**What the task asks**
Gather every line in the material below that contains the word "reads".
---------- Supplied data
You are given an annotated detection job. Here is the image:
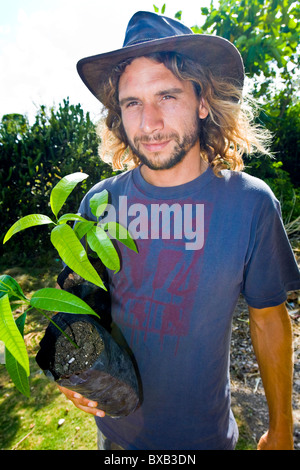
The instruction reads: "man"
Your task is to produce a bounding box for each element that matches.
[57,12,300,450]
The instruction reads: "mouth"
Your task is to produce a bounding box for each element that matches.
[141,140,170,153]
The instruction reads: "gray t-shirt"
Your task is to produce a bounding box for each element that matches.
[79,168,300,450]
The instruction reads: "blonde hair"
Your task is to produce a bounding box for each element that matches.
[99,52,270,176]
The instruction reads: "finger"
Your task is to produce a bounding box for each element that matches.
[57,385,105,418]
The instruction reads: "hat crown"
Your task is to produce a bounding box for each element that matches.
[123,11,194,47]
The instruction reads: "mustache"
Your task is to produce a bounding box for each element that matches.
[133,132,179,145]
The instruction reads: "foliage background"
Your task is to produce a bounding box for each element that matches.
[0,0,300,449]
[0,0,300,264]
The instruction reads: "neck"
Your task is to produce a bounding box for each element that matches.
[141,152,209,187]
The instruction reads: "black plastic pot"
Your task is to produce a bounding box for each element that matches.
[36,260,140,417]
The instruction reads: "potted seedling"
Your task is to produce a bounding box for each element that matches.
[0,172,140,417]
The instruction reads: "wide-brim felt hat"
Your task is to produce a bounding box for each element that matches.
[77,11,245,103]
--------------------
**The solution**
The instruction reads: "man"
The instruction reads: "mouth"
The instruction reads: "gray t-shirt"
The instruction reads: "blonde hair"
The instruction reads: "finger"
The instruction reads: "hat crown"
The instruction reads: "mustache"
The instruction reads: "foliage background"
The instruction reads: "neck"
The instruction reads: "black plastic pot"
The instruction reads: "potted seedling"
The instruction reads: "wide-brim felt hat"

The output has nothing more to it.